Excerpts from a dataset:

○ ○ ○ ○ ○ ○ ○

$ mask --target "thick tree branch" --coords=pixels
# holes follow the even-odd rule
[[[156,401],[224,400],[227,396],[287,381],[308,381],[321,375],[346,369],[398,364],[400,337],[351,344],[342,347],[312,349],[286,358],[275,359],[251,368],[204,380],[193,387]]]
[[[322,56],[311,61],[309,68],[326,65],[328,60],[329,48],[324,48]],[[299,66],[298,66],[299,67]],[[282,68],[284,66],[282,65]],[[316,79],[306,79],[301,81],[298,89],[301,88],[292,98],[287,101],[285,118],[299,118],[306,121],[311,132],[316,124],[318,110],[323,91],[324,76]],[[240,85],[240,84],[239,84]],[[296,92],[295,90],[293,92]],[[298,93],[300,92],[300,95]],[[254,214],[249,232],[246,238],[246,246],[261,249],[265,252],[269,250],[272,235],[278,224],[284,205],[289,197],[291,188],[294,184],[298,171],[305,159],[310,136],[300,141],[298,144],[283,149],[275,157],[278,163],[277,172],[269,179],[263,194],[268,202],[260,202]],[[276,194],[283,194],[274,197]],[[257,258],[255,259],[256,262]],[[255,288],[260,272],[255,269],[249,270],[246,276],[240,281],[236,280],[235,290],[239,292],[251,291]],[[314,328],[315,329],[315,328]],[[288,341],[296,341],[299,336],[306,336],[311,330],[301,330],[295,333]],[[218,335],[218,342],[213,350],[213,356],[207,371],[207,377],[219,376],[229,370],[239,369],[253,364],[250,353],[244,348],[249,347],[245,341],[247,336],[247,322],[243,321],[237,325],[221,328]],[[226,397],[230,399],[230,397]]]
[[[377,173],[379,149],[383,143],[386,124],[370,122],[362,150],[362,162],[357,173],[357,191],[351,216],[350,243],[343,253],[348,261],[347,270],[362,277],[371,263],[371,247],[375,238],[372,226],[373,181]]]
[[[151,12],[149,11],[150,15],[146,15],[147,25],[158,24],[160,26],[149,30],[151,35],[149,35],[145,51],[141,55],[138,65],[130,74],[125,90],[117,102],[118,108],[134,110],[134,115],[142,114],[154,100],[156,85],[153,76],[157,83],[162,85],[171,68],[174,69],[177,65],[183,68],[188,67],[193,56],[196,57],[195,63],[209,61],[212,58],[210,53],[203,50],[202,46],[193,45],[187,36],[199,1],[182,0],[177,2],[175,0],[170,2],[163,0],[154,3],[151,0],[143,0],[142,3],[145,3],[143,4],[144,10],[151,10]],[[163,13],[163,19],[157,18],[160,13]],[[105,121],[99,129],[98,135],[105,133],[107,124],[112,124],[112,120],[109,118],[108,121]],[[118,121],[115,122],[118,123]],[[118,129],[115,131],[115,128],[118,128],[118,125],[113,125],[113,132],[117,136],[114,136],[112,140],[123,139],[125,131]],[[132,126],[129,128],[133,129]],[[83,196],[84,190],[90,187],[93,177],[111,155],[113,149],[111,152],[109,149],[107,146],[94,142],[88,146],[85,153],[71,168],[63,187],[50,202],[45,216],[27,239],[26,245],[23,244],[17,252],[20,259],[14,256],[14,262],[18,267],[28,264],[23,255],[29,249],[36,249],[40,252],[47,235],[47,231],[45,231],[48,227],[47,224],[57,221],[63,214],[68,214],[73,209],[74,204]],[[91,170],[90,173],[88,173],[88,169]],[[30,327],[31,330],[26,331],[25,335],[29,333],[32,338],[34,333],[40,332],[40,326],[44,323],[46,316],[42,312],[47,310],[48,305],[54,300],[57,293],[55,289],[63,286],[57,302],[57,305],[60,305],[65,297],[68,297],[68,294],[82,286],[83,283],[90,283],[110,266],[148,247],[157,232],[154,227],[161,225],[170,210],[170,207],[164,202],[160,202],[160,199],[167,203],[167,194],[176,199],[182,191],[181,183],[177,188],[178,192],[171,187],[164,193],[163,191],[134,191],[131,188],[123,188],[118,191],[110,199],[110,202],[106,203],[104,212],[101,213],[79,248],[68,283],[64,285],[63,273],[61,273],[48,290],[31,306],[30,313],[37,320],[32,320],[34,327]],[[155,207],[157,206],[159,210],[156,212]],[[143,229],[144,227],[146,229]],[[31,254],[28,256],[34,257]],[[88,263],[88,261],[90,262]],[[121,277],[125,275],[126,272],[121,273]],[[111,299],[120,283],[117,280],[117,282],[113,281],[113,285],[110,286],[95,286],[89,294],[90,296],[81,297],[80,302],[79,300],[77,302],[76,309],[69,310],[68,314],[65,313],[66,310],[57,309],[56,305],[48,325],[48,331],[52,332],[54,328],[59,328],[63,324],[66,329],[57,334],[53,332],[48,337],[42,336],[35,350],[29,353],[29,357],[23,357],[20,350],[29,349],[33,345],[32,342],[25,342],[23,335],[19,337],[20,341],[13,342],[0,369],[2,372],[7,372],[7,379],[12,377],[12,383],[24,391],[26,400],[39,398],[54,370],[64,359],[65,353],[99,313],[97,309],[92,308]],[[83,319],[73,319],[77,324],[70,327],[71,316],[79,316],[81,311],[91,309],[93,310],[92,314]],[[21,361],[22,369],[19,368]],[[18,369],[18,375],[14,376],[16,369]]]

○ ○ ○ ○ ○ ○ ○

→ **The task**
Copy the records above, keeping every word the same.

→ **Finished exercise**
$ mask --target "thick tree branch" --coords=pixels
# holes follow the even-odd rule
[[[156,401],[224,400],[227,396],[287,381],[308,381],[321,375],[346,369],[398,364],[400,337],[351,344],[342,347],[312,349],[286,358],[275,359],[251,368],[204,380],[193,387]]]
[[[322,56],[311,61],[309,68],[326,65],[328,60],[329,48],[324,48]],[[299,66],[298,66],[299,67]],[[282,68],[284,66],[282,65]],[[316,79],[306,79],[301,81],[298,89],[301,88],[292,98],[287,101],[285,118],[299,118],[306,121],[311,132],[316,124],[318,110],[323,91],[324,76]],[[240,85],[240,84],[239,84]],[[296,92],[295,90],[293,92]],[[298,93],[300,92],[300,95]],[[254,214],[249,232],[246,238],[246,246],[261,249],[265,252],[269,250],[272,235],[278,224],[284,205],[289,197],[291,188],[294,184],[298,171],[305,159],[310,136],[300,141],[298,144],[283,149],[275,157],[278,163],[277,172],[269,179],[263,194],[268,202],[260,202]],[[276,194],[283,194],[274,197]],[[257,258],[255,259],[256,262]],[[255,288],[260,272],[255,269],[249,270],[246,276],[240,281],[236,280],[235,290],[239,292],[251,291]],[[314,328],[315,329],[315,328]],[[288,341],[296,341],[299,336],[306,336],[311,330],[301,330],[295,333]],[[218,335],[218,342],[213,350],[213,356],[207,371],[207,377],[219,376],[229,370],[239,369],[253,364],[250,353],[244,348],[249,347],[245,341],[247,336],[247,322],[243,321],[237,325],[221,328]],[[226,397],[230,399],[230,397]]]
[[[377,173],[379,149],[383,143],[386,124],[370,122],[362,150],[362,162],[357,173],[357,191],[351,216],[350,243],[343,253],[348,261],[347,270],[362,277],[371,263],[371,247],[375,238],[372,226],[373,181]]]
[[[151,12],[149,11],[150,15],[146,15],[147,25],[158,24],[160,26],[149,30],[151,35],[149,35],[145,51],[141,55],[138,65],[130,74],[125,90],[117,102],[118,108],[134,110],[134,115],[142,114],[154,100],[156,85],[153,76],[157,83],[162,85],[171,68],[174,69],[177,65],[183,68],[188,67],[193,56],[196,57],[195,63],[209,61],[212,58],[210,53],[203,50],[202,46],[193,45],[187,36],[199,1],[182,0],[177,2],[175,0],[170,2],[163,0],[154,3],[151,0],[143,0],[142,3],[145,3],[143,4],[144,10],[151,10]],[[163,13],[163,19],[157,18],[160,13]],[[105,121],[99,129],[98,135],[105,133],[107,124],[112,124],[112,120],[109,118],[108,121]],[[118,121],[115,122],[118,123]],[[118,129],[115,131],[115,128],[118,128],[118,125],[113,125],[113,132],[117,136],[114,136],[112,140],[123,139],[125,131]],[[132,126],[129,128],[133,129]],[[83,196],[84,190],[90,187],[93,177],[111,155],[113,149],[111,152],[109,149],[107,146],[94,142],[88,146],[85,153],[71,168],[63,187],[50,202],[45,216],[27,239],[26,245],[23,244],[17,252],[20,259],[14,256],[14,262],[18,267],[28,264],[23,255],[29,249],[36,249],[40,252],[47,235],[47,231],[45,231],[48,227],[47,224],[57,221],[63,214],[68,214],[73,209],[74,204]],[[91,170],[90,173],[88,173],[88,169]],[[30,327],[31,330],[26,331],[25,335],[29,333],[32,338],[34,333],[40,332],[40,326],[44,323],[46,316],[42,312],[47,310],[48,305],[54,300],[57,293],[55,289],[63,286],[57,302],[57,305],[60,305],[65,297],[68,297],[68,294],[82,286],[83,283],[90,283],[110,266],[148,247],[157,232],[154,227],[161,225],[170,210],[170,207],[164,202],[160,202],[160,199],[167,203],[167,194],[176,199],[182,191],[181,183],[177,188],[178,192],[171,187],[164,193],[163,191],[134,191],[131,188],[123,188],[118,191],[110,199],[110,202],[106,203],[104,212],[101,213],[79,248],[68,283],[64,285],[63,273],[61,273],[48,290],[31,306],[30,313],[37,320],[32,320],[34,327]],[[155,207],[157,206],[159,210],[156,212]],[[143,229],[144,227],[146,229]],[[31,254],[28,256],[34,257]],[[88,263],[88,261],[90,262]],[[121,277],[125,275],[126,272],[121,273]],[[111,299],[120,283],[117,280],[117,282],[113,281],[113,285],[110,286],[95,286],[89,294],[90,296],[81,297],[80,302],[79,300],[77,302],[76,309],[69,310],[68,314],[65,313],[66,310],[57,309],[56,305],[48,325],[48,331],[52,332],[54,328],[59,328],[63,324],[66,329],[57,334],[53,332],[48,337],[42,336],[35,350],[29,353],[29,357],[23,357],[20,350],[29,349],[33,345],[32,342],[25,342],[23,335],[19,337],[20,341],[13,342],[0,369],[2,372],[7,372],[7,379],[12,377],[12,383],[24,391],[26,400],[39,398],[54,370],[64,359],[65,353],[99,313],[97,309],[92,308]],[[83,319],[73,319],[77,324],[70,327],[71,316],[79,316],[81,311],[91,309],[93,310],[92,314]],[[21,361],[22,369],[19,368]],[[18,369],[18,375],[14,376],[16,369]]]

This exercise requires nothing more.